---- Material provided
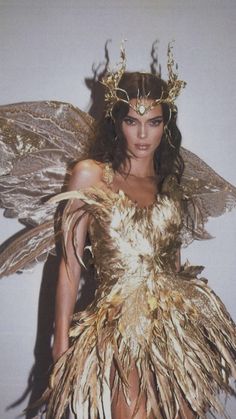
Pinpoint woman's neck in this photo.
[119,158,156,178]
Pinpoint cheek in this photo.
[122,126,135,143]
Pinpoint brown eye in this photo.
[124,117,135,125]
[149,118,163,127]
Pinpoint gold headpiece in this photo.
[102,43,186,118]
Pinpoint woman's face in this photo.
[122,99,164,158]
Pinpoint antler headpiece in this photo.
[102,43,186,118]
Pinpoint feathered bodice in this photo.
[87,186,181,282]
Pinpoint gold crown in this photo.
[101,43,186,118]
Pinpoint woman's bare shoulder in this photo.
[70,159,104,188]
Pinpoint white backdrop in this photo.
[0,0,236,419]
--------
What you are asked to do:
Please repeat all of the entries above word for word, including the bounding box answers, but leave the pictures out.

Response to this exercise:
Pinpoint woman's neck in this photo.
[119,158,156,178]
Pinpoint cheek in this photo.
[122,126,135,143]
Pinpoint brown eye in this photo.
[124,117,135,125]
[149,118,163,127]
Pinpoint gold headpiece in this photo.
[102,43,186,118]
Pinpoint woman's face in this photo.
[122,99,164,158]
Pinpoint antler headpiece in this photo.
[102,43,186,118]
Pinpoint feathered bodice in this photo.
[87,186,181,282]
Pinpoint gold crown in this photo.
[101,43,186,118]
Pinpoint woman's bare shoulder in this photo.
[70,159,104,188]
Pinpoint white backdrop in this photo.
[0,0,236,419]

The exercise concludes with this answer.